- **Exercise task**
Copy each of the following records word for word, keeping every line.

****

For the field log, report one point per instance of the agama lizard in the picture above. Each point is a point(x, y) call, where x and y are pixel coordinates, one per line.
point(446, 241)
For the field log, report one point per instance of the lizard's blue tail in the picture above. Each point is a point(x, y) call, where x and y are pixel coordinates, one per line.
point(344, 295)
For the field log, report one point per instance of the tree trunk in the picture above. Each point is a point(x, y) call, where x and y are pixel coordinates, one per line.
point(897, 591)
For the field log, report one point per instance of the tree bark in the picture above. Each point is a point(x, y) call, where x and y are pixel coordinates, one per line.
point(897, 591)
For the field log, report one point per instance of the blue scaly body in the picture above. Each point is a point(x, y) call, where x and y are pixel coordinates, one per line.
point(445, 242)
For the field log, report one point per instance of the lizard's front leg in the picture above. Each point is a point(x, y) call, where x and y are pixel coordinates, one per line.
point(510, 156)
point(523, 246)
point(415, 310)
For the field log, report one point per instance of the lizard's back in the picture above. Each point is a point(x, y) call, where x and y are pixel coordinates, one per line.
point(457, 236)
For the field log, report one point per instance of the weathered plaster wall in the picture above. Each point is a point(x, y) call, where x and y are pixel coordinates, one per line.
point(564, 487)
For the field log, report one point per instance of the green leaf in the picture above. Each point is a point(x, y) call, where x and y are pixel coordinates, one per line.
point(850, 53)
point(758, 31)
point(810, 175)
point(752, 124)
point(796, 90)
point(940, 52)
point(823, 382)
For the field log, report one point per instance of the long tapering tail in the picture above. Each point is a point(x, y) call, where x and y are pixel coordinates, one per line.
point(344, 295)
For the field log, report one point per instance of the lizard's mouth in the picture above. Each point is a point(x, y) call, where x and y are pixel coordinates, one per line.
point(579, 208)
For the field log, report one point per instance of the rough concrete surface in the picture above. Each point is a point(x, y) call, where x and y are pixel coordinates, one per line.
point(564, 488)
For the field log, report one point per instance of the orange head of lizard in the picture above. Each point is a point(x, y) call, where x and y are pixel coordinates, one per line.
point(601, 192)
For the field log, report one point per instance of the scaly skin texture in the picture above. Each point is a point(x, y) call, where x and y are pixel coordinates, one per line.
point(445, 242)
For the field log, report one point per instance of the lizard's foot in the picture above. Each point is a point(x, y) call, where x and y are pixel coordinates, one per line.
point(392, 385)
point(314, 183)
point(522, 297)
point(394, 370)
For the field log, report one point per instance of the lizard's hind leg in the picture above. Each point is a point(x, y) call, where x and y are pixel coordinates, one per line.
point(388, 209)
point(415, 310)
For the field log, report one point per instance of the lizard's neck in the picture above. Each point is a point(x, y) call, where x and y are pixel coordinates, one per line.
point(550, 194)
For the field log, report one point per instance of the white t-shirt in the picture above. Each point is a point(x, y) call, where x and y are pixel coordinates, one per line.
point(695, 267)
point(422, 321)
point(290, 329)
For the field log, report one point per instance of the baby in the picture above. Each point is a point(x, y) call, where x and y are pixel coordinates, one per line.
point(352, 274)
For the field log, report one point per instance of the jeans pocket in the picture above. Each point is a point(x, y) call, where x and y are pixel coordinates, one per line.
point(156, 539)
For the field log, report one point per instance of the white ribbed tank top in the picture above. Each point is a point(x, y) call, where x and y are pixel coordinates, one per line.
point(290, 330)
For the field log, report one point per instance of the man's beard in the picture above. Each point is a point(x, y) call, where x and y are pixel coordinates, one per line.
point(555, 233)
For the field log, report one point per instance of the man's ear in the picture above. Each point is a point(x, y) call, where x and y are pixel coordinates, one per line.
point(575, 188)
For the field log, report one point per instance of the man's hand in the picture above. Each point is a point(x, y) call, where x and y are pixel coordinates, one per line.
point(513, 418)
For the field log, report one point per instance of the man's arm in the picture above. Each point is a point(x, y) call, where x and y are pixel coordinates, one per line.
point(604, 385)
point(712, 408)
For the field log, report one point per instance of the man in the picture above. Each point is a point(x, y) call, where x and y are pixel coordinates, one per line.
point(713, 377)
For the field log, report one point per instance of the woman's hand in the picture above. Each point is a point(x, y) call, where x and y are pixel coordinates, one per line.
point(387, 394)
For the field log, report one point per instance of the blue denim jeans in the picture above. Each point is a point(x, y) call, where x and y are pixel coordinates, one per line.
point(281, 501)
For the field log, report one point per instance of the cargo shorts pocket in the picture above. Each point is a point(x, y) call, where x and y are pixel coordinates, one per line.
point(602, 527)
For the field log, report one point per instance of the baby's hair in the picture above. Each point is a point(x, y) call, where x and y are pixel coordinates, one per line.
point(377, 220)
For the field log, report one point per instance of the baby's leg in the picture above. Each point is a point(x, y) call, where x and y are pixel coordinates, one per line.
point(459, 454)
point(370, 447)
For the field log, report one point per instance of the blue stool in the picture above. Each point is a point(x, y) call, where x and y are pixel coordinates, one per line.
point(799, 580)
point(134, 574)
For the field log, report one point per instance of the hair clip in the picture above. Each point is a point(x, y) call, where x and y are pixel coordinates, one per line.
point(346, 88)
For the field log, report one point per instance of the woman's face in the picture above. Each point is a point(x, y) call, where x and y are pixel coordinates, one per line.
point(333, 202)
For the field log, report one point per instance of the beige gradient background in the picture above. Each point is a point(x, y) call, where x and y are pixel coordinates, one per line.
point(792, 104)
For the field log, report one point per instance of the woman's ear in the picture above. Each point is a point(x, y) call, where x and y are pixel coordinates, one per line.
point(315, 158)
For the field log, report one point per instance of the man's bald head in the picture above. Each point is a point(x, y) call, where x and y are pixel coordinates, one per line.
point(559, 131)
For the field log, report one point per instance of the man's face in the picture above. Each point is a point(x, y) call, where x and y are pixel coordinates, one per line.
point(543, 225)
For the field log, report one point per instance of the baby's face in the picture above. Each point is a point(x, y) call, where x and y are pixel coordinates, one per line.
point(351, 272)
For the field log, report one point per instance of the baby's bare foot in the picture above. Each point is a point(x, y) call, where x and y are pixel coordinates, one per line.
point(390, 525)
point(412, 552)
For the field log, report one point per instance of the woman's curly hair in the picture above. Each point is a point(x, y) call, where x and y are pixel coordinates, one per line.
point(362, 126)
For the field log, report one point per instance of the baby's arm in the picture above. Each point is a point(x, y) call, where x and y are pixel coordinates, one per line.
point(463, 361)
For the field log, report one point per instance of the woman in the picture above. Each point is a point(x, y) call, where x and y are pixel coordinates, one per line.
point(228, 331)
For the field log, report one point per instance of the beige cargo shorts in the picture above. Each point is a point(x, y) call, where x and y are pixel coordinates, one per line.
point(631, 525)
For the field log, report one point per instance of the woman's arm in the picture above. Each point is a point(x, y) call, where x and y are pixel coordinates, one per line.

****

- **Correct response**
For the field log, report one point per instance of the agama lizard in the picture above. Each point is a point(x, y) call, where x and y are pixel coordinates, one per line.
point(446, 241)
For the field log, report one point per instance of the lizard's blue tail in the picture above. Each point is a point(x, y) call, where x and y are pixel coordinates, one per line.
point(344, 295)
For the field log, report one point per instance of the tree trunk in the picture above. Each point is a point(x, y) call, where x and y are pixel coordinates, one per line.
point(897, 591)
For the field log, report one point per instance of the tree bark in the picture above. Each point is a point(x, y) call, where x and y are pixel coordinates, one per line.
point(897, 591)
For the field log, report one point per instance of the blue scaly body in the picture above. Each point is a point(x, y) call, where x and y are pixel coordinates, one per line.
point(445, 242)
For the field log, report one point per instance of the lizard's front leg in the picture above. Each point is a point(x, y) call, where x and y are pixel coordinates, one per line.
point(510, 156)
point(523, 246)
point(415, 310)
For the field log, report one point per instance of the lizard's back in the picture above. Each point is a point(x, y) call, where x and y are pixel coordinates, one per line.
point(457, 236)
For the field log, report one point per instance of the weathered plaster wall in the picture above. Each point is a point(x, y) call, where x and y are pixel coordinates, one per line.
point(564, 487)
For the field log, report one point per instance of the green leaf in the picture above. Each point is a point(x, y) call, where x and y are pixel coordinates, one per line.
point(850, 53)
point(758, 31)
point(810, 175)
point(752, 124)
point(796, 90)
point(940, 52)
point(823, 382)
For the field log, report one point per instance of the long tapering tail in the picture above. Each point is a point(x, y) call, where x and y are pixel coordinates, one per line.
point(344, 295)
For the field log, report one point per instance of the lizard's mouth in the picture above. Each point is a point(x, y) call, where x and y are pixel coordinates, one per line.
point(579, 208)
For the field log, report one point per instance of the rough concrete surface in the picture above. Each point is a point(x, y) call, where x and y are pixel coordinates, one per line.
point(564, 488)
For the field log, report one point per instance of the orange head of lizard in the picture above. Each point is a point(x, y) call, where x and y are pixel coordinates, one per line.
point(601, 192)
For the field log, report one point per instance of the scaly skin texture in the picture above. Each point is a point(x, y) call, where x and y are pixel coordinates, one per line.
point(445, 242)
For the field log, report one point per instance of the lizard's foot in the picture above. Each point is a point(x, y) call, where x and y are pixel coordinates, one per line.
point(392, 385)
point(314, 183)
point(522, 297)
point(394, 370)
For the field log, report one point per instance of the lizard's hind leg in the picture above. Each point is a point(x, y) call, where x and y are pixel coordinates, one per line.
point(388, 209)
point(415, 310)
For the field log, report one point per instance of the lizard's neck in the picture above. Each point is a point(x, y) call, where x and y are pixel coordinates, one per line.
point(550, 194)
For the field log, report one point per instance of the white t-shirt in the picture above. Each point is a point(x, y) call, where x and y are pixel coordinates, one per line.
point(695, 267)
point(422, 321)
point(290, 329)
For the field log, report one point per instance of the baby in the picture above. Each point is a point(x, y) call, where x and y are pixel coordinates, one per line.
point(352, 274)
For the field log, report one point per instance of the jeans pocket in the picture above. Each point is a point(x, y) call, where x and y are pixel coordinates, one per line.
point(156, 539)
For the field log, report one point per instance of the white ribbed tank top in the picture above. Each point is a point(x, y) call, where x and y are pixel coordinates, one per line.
point(290, 330)
For the field log, report one point per instance of the man's beard in the picture above. Each point is a point(x, y) call, where x and y are pixel coordinates, one per line.
point(555, 233)
For the field log, report one point per instance of the man's ear in the picture above. Each point is a point(x, y) call, where x and y are pixel coordinates, one per line.
point(575, 188)
For the field log, report one point per instance of the man's hand in the picture above. Each point is a point(x, y) call, where x and y are pixel coordinates, one per line.
point(513, 418)
For the field log, report one point per instance of the man's arm in the picture above. Each point is a point(x, y) call, where x and y are pixel coordinates, one per line.
point(604, 385)
point(712, 408)
For the field log, report one point per instance of the man in the picture above. Each point is a point(x, y) call, where x and y are pixel coordinates, one per line.
point(713, 377)
For the field log, report one point per instance of the woman's hand in the picture above. Each point is a point(x, y) call, where x and y are pixel coordinates, one per line.
point(387, 394)
For the field log, report one point per instance of the blue denim jeans in the picture above. Each point is a point(x, y) call, where x and y are pixel coordinates, one per line.
point(281, 501)
For the field log, report one point per instance of the cargo shorts pocket in the picture above. Each point is a point(x, y) call, where x and y are pixel coordinates, one per line.
point(602, 527)
For the field log, report one point per instance of the baby's hair in the picture above. Each point is a point(x, y) call, where x and y are pixel coordinates, one per line.
point(377, 220)
For the field log, report one point per instance of the baby's leg in the picture above. Each point is a point(x, y) call, where x and y are pixel coordinates, one per line.
point(459, 454)
point(370, 447)
For the field log, report one point per instance of the blue stool in the picture above. Each point is a point(x, y) call, where x and y are pixel coordinates, one per line.
point(799, 580)
point(134, 574)
For the field log, report one point per instance of the hair clip in the picture above. Each point is a point(x, y) call, where x and y are pixel coordinates, one per line.
point(346, 88)
For the field log, report one point per instance of the woman's face in the picture above. Each point is a point(x, y) call, where x and y are pixel coordinates, one per line.
point(333, 202)
For the field log, report one point per instance of the beige gradient background in the picture above. Each point is a point(x, y) call, where x and y are pixel coordinates, one per line.
point(792, 104)
For the field log, report one point per instance of the woman's ear in the picture above. Each point is a point(x, y) call, where x and y are pixel coordinates, one per line.
point(315, 158)
For the field log, report one point per instance of the man's bald head in the picture above. Each point is a point(x, y) call, where x and y are pixel coordinates, one per line.
point(559, 131)
For the field log, report one point per instance of the man's face in the picture above. Each point is a point(x, y) call, where x and y are pixel coordinates, one per line.
point(543, 225)
For the field log, report one point per instance of the baby's face in the picture above. Each point is a point(x, y) call, where x and y are pixel coordinates, one per line.
point(351, 272)
For the field log, report one point per instance of the baby's bare foot in the picture above. Each point is a point(x, y) call, where x and y are pixel coordinates, one per line.
point(390, 525)
point(412, 552)
For the field log, report one point per instance of the woman's curly hair in the picture above. Each point is a point(x, y) call, where x and y are pixel coordinates, one per line.
point(362, 126)
For the field log, report one point per instance of the baby's arm in the picture above. Each point is a point(x, y) call, where x and y are pixel coordinates, one per line.
point(463, 361)
For the field log, report one point per instance of the woman in the picture above. Each point is a point(x, y) call, where x and y are pixel coordinates, one per line.
point(228, 331)
For the field log, report one point per instance of the beige cargo shorts in the picture above. Each point is a point(x, y) call, where x and y are pixel coordinates, one per line.
point(631, 525)
For the field log, report one point per instance of the woman's arm in the picture above. Each point is a point(x, y) call, where x and y are pixel coordinates, one per line.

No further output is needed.